Muchos soldados llevaban también un
pugio
, un puñal que en cierto modo era hermano pequeño del
gladius
. Por su forma no podía resultar muy útil como herramienta, lo que hace pensar que se usaba como arma secundaria y, adicionalmente, como elemento ornamental de prestigio. Soldados de todas las épocas han intentado distinguirse de sus compañeros utilizando algún elemento en su equipo que los individualice. Ocurre incluso en ejércitos tan uniformados como los actuales: recuerdo de mi propia mili que muchos soldados y oficiales compraban botas o cinturones distintos de los que se les suministraban.
En cuanto a las armas defensivas, la principal era el
scutum
, un escudo de más de un metro de alto por unos setenta centímetros de ancho. Se confeccionaba con láminas de madera encoladas, y, dependiendo del material, podía pesar hasta diez kilos o más.
A diferencia del de los hoplitas griegos, el escudo romano era también un arma ofensiva. Para poder moverlo en todas direcciones y alejarlo del cuerpo al golpear o empujar al enemigo, los legionarios lo sujetaban tan solo por una manilla situada en el centro. Ese sistema le supone una gran carga a la muñeca izquierda; para ayudar a repartirla y evitar rozaduras, algunos soldados usaban brazaletes de cuero.
El escudo estaba rodeado por una orla metálica que lo reforzaba. Esa orla solía tener unos anillos por los que se podía pasar una cuerda. Cuando los legionarios marchaban, se pasaban la cuerda por los hombros y se la ataban a la cintura, de tal manera que cargaban con el escudo a los hombros como una mochila. Para proteger el escudo de la humedad y evitar que se abarquillara aún más y se desencolara, lo cubrían con una funda de cuero.
El escudo ofrecía una buena defensa para el cuerpo, pero la cabeza quedaba fuera de su protección, a no ser que uno la escondiera detrás o debajo, algo que solo se hacía en formaciones ultradefensivas como la tortuga, de modo que había que protegerla con un yelmo. En aquella época, el más típico era el conocido como Montefortino, llamado así por la región donde se encontró el primero. Era de bronce, parecido al casco de moto que se suele llamar «calimero» por el inolvidable pollito de los dibujos animados. Llevaba dos carrilleras que se ataban bajo la barbilla para ajustarlo y un guardanuca que consistía en un reborde posterior.
El casco solía incluir un par de soportes para adornarlo con plumas o crines; pero cuando el Estado empezó a suministrar el equipo, la calidad de este disminuyó, por lo que a partir del año 100 se empiezan a encontrar cascos sin esos soportes ornamentales, con el guardanuca más estrecho e incluso sin carrilleras.
En
Roma victoriosa
ya comenté que en el siglo
III
los soldados más pudientes llevaban cotas de malla fabricadas con miles de anillos de hierro trenzados. Esta pieza de origen céltico, conocida como
lorica hamata
, se popularizó tanto que en la época de Mario era la armadura estándar de los legionarios.
━━━━━━
> **Tareas a realizar**:
- a) Según el fragmento sobre el equipo de los legionarios, ¿de qué material era el casco Montefortino?
- b) Expresa como lista numerada, sin las líneas en blanco, las líneas del listado que van desde la que contiene "Return the outline of every instance of the horned" hasta el final del listado, ambas incluidas.
El listado no tiene ninguna relación con el fragmento.
━━━━━━
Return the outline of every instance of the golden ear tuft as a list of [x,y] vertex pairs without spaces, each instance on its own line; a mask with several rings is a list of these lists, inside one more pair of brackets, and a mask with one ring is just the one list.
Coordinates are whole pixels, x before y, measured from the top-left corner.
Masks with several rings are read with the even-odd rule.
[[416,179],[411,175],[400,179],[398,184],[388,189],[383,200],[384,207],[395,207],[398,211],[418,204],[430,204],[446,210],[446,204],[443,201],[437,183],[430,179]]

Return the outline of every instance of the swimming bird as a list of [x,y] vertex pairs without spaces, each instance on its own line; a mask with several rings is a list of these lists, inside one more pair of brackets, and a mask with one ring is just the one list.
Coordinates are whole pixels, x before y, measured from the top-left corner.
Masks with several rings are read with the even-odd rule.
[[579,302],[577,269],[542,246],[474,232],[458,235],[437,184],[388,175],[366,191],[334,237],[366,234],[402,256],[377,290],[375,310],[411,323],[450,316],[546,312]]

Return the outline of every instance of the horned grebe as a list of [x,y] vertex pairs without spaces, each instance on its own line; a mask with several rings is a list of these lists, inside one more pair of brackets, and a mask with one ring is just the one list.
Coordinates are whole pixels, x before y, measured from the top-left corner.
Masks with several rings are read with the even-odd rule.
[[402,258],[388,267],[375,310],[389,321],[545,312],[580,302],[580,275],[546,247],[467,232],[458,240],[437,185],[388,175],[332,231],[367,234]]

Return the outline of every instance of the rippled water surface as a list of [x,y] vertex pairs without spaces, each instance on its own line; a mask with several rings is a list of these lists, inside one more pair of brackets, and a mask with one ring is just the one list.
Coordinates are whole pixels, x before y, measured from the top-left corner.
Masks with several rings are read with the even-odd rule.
━━━━━━
> **Conjunto de soluciones**:
- a) De bronce.

- b)
1. Return the outline of every instance of the horned grebe as a list of [x,y] vertex pairs without spaces, each instance on its own line; a mask with several rings is a list of these lists, inside one more pair of brackets, and a mask with one ring is just the one list.
2. Coordinates are whole pixels, x before y, measured from the top-left corner.
3. Masks with several rings are read with the even-odd rule.
4. [[402,258],[388,267],[375,310],[389,321],[545,312],[580,302],[580,275],[546,247],[467,232],[458,240],[437,185],[388,175],[332,231],[367,234]]
5. Return the outline of every instance of the rippled water surface as a list of [x,y] vertex pairs without spaces, each instance on its own line; a mask with several rings is a list of these lists, inside one more pair of brackets, and a mask with one ring is just the one list.
6. Coordinates are whole pixels, x before y, measured from the top-left corner.
7. Masks with several rings are read with the even-odd rule.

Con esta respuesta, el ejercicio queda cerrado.